- _Do this_
In the records below, locate the line containing "pixel 67 434."; output that line and every following line through the last, exactly.

>> START Data provided

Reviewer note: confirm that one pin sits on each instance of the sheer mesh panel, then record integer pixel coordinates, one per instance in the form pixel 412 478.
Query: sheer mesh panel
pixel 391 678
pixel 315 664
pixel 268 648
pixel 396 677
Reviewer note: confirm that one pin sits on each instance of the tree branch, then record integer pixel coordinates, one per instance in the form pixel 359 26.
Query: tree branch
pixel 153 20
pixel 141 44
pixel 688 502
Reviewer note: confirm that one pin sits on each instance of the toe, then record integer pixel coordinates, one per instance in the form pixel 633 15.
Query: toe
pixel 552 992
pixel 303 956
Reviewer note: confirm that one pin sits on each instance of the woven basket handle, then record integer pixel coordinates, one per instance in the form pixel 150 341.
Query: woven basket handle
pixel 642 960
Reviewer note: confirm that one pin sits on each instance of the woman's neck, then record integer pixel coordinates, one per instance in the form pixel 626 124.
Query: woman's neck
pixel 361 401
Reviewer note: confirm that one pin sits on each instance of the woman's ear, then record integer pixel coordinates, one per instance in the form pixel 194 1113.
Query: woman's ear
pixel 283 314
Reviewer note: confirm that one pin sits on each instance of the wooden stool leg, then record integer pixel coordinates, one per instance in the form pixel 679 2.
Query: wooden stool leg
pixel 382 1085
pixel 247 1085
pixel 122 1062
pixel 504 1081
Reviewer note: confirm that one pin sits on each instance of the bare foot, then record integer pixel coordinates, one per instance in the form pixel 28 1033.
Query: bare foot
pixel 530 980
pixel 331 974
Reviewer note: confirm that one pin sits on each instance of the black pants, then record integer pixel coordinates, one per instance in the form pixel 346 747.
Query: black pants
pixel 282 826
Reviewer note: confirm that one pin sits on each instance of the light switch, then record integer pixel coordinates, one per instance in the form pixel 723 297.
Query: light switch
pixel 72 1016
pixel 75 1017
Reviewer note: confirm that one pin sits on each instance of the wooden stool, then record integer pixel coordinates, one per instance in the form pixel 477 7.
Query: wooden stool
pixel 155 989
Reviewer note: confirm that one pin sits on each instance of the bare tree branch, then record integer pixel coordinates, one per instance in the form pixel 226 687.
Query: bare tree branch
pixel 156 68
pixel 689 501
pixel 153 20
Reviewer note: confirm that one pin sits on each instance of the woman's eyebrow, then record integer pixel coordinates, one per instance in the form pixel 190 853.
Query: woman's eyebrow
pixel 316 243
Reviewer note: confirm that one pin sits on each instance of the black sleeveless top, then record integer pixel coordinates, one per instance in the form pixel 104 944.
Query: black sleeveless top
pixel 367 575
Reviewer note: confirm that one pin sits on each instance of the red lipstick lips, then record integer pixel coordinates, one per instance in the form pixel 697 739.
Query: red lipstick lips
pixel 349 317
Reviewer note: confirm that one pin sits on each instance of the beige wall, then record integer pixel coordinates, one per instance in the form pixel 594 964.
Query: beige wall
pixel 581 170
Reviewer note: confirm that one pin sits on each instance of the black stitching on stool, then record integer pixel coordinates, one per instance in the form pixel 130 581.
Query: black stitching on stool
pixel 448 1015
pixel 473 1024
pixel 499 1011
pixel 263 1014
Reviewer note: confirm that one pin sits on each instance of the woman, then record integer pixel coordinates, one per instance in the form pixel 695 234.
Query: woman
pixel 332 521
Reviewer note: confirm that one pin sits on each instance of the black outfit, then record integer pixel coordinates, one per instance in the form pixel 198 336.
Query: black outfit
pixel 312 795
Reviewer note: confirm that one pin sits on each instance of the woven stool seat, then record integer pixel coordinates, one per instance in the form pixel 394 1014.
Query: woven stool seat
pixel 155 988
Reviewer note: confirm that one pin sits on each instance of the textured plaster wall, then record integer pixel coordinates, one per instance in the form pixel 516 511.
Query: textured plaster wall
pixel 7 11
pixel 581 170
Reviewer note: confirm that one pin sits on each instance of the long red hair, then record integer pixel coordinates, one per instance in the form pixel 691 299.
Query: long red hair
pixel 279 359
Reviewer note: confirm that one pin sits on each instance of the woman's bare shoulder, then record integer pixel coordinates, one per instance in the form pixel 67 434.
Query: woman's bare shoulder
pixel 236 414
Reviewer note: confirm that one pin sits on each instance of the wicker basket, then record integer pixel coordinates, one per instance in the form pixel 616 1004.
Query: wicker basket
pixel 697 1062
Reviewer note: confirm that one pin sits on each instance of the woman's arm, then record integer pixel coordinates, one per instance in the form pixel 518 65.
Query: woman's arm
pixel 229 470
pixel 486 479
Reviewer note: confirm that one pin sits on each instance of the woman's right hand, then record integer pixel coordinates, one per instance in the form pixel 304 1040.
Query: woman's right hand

>> END Data provided

- _Result for this exercise_
Reviewer note: confirm that one pin sits on each instance of the woman's bare shoulder, then record integer pixel coordinates, one per instance in the form pixel 67 434.
Query: woman's bare shoulder
pixel 236 414
Reviewer note: confirm that one pin sits on each instance of the wicker basket, then record integer pixel coordinates, one per instance in the form pixel 616 1004.
Query: wicker basket
pixel 697 1062
Reviewer note: confirm that one pin sits on each instance of the woman's arm, then record integer pixel coordinates, one per instance in the form pixel 518 65.
Query: woman's arm
pixel 229 470
pixel 486 479
Reviewer note: confirm that one pin sits on each instance of the woman's right hand, then record integer pixel coordinates, one per instance in the form pixel 304 1040.
Query: woman's right hand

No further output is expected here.